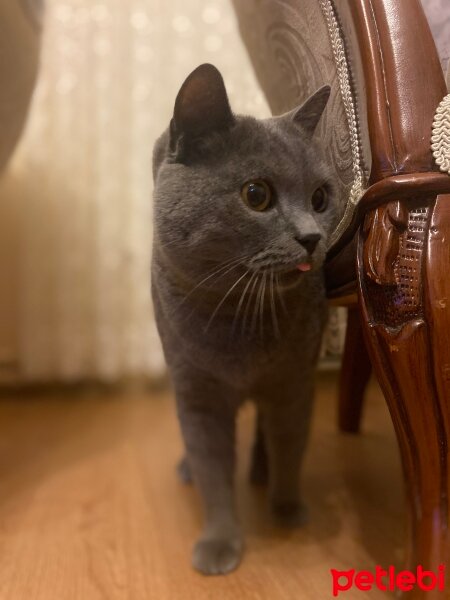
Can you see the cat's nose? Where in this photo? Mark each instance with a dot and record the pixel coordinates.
(309, 241)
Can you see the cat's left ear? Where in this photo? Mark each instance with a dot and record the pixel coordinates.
(201, 107)
(308, 115)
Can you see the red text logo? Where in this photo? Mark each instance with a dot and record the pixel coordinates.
(388, 580)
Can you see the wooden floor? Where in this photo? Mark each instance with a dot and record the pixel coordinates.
(91, 509)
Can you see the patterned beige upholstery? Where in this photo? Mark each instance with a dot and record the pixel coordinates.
(19, 50)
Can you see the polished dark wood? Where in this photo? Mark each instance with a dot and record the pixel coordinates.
(355, 374)
(402, 275)
(404, 83)
(403, 264)
(408, 332)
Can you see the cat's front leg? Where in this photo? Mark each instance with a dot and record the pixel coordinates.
(286, 420)
(207, 412)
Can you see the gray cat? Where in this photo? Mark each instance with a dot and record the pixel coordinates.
(243, 210)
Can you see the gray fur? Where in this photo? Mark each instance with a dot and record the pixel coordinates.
(251, 329)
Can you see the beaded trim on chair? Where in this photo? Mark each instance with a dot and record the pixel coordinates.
(440, 139)
(343, 73)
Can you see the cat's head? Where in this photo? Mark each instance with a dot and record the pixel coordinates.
(230, 187)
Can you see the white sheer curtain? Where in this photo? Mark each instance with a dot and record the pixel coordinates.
(82, 175)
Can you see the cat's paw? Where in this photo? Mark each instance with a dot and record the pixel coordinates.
(217, 556)
(290, 515)
(184, 471)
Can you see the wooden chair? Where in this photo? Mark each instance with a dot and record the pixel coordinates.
(390, 262)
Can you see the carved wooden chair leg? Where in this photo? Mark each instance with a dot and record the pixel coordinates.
(405, 302)
(355, 374)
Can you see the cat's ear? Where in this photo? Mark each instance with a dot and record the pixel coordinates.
(308, 115)
(201, 107)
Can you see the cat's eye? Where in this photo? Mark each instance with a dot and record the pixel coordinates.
(319, 199)
(257, 194)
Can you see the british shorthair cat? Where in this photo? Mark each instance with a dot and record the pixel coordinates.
(243, 210)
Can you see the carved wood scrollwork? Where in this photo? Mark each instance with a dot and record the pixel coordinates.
(393, 257)
(403, 264)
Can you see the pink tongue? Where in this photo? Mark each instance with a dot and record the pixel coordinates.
(304, 267)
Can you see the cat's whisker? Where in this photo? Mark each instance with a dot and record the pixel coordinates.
(224, 298)
(273, 307)
(256, 306)
(261, 305)
(280, 295)
(241, 301)
(221, 270)
(249, 300)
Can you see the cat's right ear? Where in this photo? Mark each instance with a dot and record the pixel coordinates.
(201, 107)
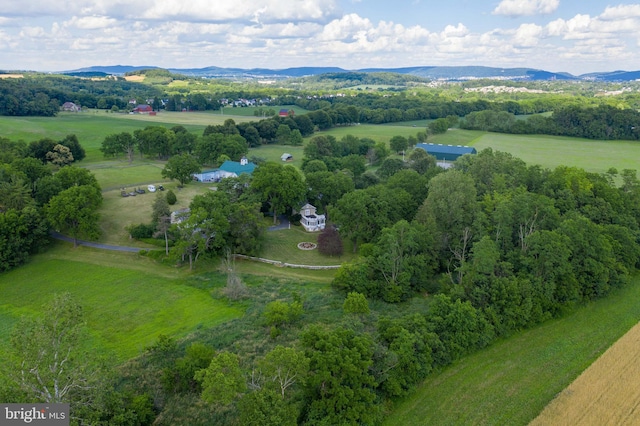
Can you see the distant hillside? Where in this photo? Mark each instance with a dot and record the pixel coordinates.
(428, 72)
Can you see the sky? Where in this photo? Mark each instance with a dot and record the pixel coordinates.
(575, 36)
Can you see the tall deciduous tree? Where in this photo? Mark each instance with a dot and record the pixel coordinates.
(360, 216)
(281, 186)
(222, 380)
(340, 386)
(181, 167)
(75, 210)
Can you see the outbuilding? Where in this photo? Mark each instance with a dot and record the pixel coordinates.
(227, 169)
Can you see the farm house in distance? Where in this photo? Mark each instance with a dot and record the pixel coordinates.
(446, 154)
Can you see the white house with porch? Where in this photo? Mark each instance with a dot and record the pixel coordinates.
(311, 221)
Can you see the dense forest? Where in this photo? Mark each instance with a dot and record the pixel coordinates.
(499, 245)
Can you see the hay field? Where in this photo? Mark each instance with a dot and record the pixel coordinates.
(607, 393)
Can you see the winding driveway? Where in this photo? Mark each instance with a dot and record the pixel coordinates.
(59, 236)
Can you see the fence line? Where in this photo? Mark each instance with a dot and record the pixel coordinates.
(284, 264)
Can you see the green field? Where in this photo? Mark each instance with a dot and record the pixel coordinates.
(250, 111)
(379, 133)
(282, 245)
(128, 300)
(510, 382)
(553, 151)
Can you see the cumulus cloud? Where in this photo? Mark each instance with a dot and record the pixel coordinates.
(526, 7)
(192, 10)
(621, 12)
(91, 22)
(527, 35)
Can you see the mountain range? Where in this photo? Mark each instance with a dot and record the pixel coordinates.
(430, 72)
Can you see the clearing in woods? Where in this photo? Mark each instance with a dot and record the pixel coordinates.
(607, 393)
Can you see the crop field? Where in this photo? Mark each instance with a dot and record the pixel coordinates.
(607, 393)
(512, 381)
(127, 299)
(250, 111)
(92, 127)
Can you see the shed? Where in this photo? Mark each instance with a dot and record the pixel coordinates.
(446, 152)
(237, 168)
(143, 109)
(227, 169)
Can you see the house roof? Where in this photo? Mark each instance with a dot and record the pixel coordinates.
(237, 168)
(446, 152)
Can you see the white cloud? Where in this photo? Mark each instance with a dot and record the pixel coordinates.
(32, 32)
(192, 10)
(345, 27)
(91, 22)
(527, 35)
(526, 7)
(621, 12)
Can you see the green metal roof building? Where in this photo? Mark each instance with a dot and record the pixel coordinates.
(446, 152)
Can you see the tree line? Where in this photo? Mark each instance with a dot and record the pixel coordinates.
(500, 245)
(603, 122)
(40, 190)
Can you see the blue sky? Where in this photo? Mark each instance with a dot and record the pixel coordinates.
(556, 35)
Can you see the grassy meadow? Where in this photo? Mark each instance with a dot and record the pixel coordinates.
(552, 151)
(282, 245)
(128, 300)
(510, 382)
(607, 393)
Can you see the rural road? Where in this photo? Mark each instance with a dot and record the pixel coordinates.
(284, 224)
(59, 236)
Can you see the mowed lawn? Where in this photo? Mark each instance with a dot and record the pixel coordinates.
(510, 382)
(128, 300)
(552, 151)
(282, 245)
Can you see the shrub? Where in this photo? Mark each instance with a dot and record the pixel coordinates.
(280, 313)
(355, 303)
(141, 231)
(330, 242)
(171, 197)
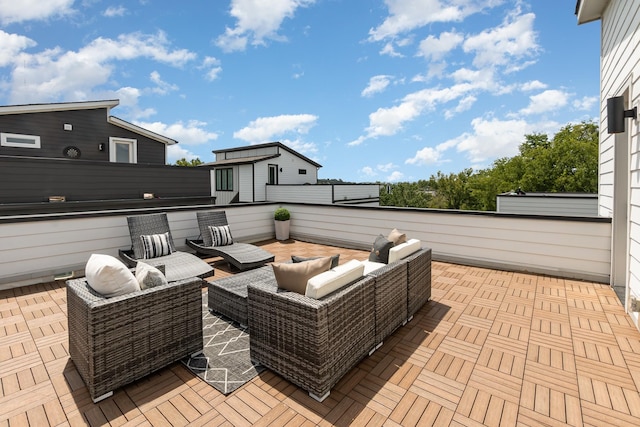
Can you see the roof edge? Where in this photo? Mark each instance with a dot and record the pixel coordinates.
(58, 106)
(137, 129)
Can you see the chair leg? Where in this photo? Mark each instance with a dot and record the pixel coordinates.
(102, 397)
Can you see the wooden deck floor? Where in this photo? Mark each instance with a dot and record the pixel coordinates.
(492, 348)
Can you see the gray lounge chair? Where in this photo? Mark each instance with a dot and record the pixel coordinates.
(177, 266)
(242, 256)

What the task asks:
Repeat the preceding records precisely, and leave every picture out of the copy.

Expected answer:
Can you see the cat's nose? Where in this photo? Mark each instance with a dot and record the pixel coordinates.
(309, 241)
Can you see the cat's left ear? Where in this photo? Mark each instance with a dot and record the pixel coordinates.
(201, 107)
(308, 115)
Can you see the red text logo? Where in this photo? Mark each instance with a dot and record the pixel coordinates.
(388, 580)
Can you see the wooden floor? Where in this photo? Mark each instance with a dot and record the pixel coordinates.
(91, 509)
Can you see the patterned beige upholstery? Where in this photo? Mark each instance with a dot and record the pixel coordinates.
(19, 50)
Can you see the polished dark wood? Where in this photo? Mark each instance with a dot and record the pixel coordinates.
(355, 374)
(402, 275)
(404, 83)
(403, 264)
(408, 332)
Can you see the cat's front leg? Where in this photo? Mark each instance with a dot and record the pixel coordinates.
(286, 420)
(207, 412)
Can you see the gray cat? Where in this photo? Mark each instance with a dot and record the pixel coordinates.
(243, 210)
Can you see the gray fur? Where in this photo? Mark each instance with a dot and record the pixel coordinates.
(251, 329)
Can you see the beaded trim on chair? Where in this photo? Mark each instance with a dot and record the pixel coordinates.
(440, 139)
(343, 73)
Can you see the cat's head? Where in this photo? Mark each instance with a dot and record the pixel coordinates.
(230, 187)
Can you see the white sheer curtain? Where in this photo? Mark each instance with a dot and record the pixel coordinates.
(82, 175)
Can you see the cat's paw? Where in this photo? Mark each instance with a dot and record the pixel coordinates.
(217, 556)
(290, 515)
(184, 471)
Can you see the wooden chair? Where in this photo? Mark each instance with a dot and record the pixel coordinates.
(390, 262)
Can you see the carved wooden chair leg? Where in this photo? Mark each instance with a dot and record the pixel coordinates.
(405, 302)
(355, 374)
Can you see the cat's ear? Where in this photo? Mark each instance with a dot and record the pixel coordinates.
(308, 115)
(201, 107)
Can you see the cat's eye? Where in this photo? Mark each instance with a dot and record the pixel coordinates.
(319, 199)
(257, 194)
Can you see the british shorthair cat? Where in this photo? Mark each instance with a dot and record the pixel coordinates.
(243, 210)
Can you see the carved wood scrollwork? Where in this photo? Mark each instance with a dot and record the pixel coordinates.
(393, 257)
(403, 264)
Can you see the pink tongue? Where in this photo? Mark each instance with a dot and record the pixel coordinates.
(304, 267)
Can you see the cat's whisker? Where in this photo? Mark each instance with a dot and record the pixel coordinates.
(224, 298)
(273, 307)
(256, 306)
(261, 305)
(280, 295)
(241, 301)
(221, 270)
(249, 300)
Can you see the cat's right ear? Where in this photo? Mark each instance with a dot and record the pixel coordinates.
(201, 107)
Can you see the distant hillside? Where in this photo? Mark each instance with a dot and record the pixel coordinates.
(428, 72)
Can you see the sky? Where in this photo? Mark each instance with a dot and record the pixel coordinates.
(575, 36)
Can you see the tall deciduous tree? Where in this photo? Mark each instance with a dot and record the pixel coordinates.
(360, 216)
(281, 186)
(222, 380)
(340, 386)
(181, 167)
(75, 210)
Can you see the outbuilding? Where in this photo? Mark each instance with a dot and record the pixel coordinates.
(227, 169)
Can you see the farm house in distance? Where in this photo? Mark each instance with a dot and record the pixel coordinates.
(446, 154)
Can you see the white house with porch? Where in this photo? Mark each instance with a dot and record the pixel coordinates.
(311, 221)
Can you see the dense forest? Where in this photo? Mark each instance with a dot and record the pixel coordinates.
(499, 245)
Can you see the hay field? Where in this photo? Mark each instance with a dot and record the pixel coordinates.
(607, 393)
Can you see the winding driveway? Where in this photo? Mark each instance with a dot and record the pixel coordinates.
(59, 236)
Can you see the fence line? Where in this photo? Mark each instance with a dot and record the pixel coordinates.
(284, 264)
Can you see the green field? Where in this photo? Mark each instance with a dot and record the pixel coordinates.
(250, 111)
(379, 133)
(282, 245)
(128, 300)
(510, 382)
(553, 151)
Can you see the cumulus cloud? Where in this photo? Mark each instance with a dot and record the pixel coordinates.
(526, 7)
(192, 10)
(621, 12)
(91, 22)
(527, 35)
Can you see the mountain range? Where in this photo? Mark each instance with a dot and record the pixel coordinates.
(430, 72)
Can you see the clearing in woods? Where in this photo? Mark each instance with a dot and record the pixel coordinates.
(607, 393)
Can you see the crop field? Where in this photo? Mark each instance with a dot and record the pixel coordinates.
(607, 393)
(512, 381)
(127, 299)
(250, 111)
(92, 127)
Can you see the shed? Where in this photo? Mark each instance with a dot and record the pixel coordinates.
(446, 152)
(237, 168)
(143, 109)
(227, 169)
Can you see the house roof? Where in this photo? Mark each instance with a dot and record the pixel coordinates.
(237, 168)
(446, 152)
Can you see the white cloud? Where in this photo? Mark each instance with a dot and record the pixel coordinates.
(32, 32)
(192, 10)
(345, 27)
(91, 22)
(527, 35)
(526, 7)
(621, 12)
Can you see the green metal roof building? Where in this photo? Mark each instance with a dot and record the pixel coordinates.
(446, 152)
Can you see the tree line? Where in this photo? Mark each instance with a dot and record the pixel coordinates.
(500, 245)
(603, 122)
(40, 190)
Can you see the blue sky? Where in this photo? Mark each instance with a dot and record the pixel coordinates.
(556, 35)
Can you see the grassy meadow? Where in this photo? Mark each instance with a dot and record the pixel coordinates.
(552, 151)
(282, 245)
(128, 300)
(510, 382)
(607, 393)
Can you see the rural road? Where in this photo? Mark each instance with a dot and record the pixel coordinates.
(284, 224)
(59, 236)
Can you see the mowed lawn? Where in this photo? Mark each instance with a dot and record the pixel coordinates.
(510, 382)
(128, 300)
(552, 151)
(282, 245)
Can you see the shrub? Where in this photo? Mark each instance with a dot and record the pixel coordinates.
(280, 313)
(355, 303)
(141, 231)
(330, 242)
(171, 197)
Can you see the roof edge? Where in this photo? Mark each instance with a dot and record the pixel coordinates.
(58, 106)
(137, 129)
Can you see the chair leg? Where in this photo? Mark each instance with a dot and record the pixel coordinates.
(102, 397)
Can you see the wooden deck floor? Where in this photo? Mark each instance with a dot and record the pixel coordinates.
(492, 348)
Can you see the gray lounge chair? Where in this photo? Mark each instance with a dot and record the pixel coordinates.
(177, 266)
(242, 256)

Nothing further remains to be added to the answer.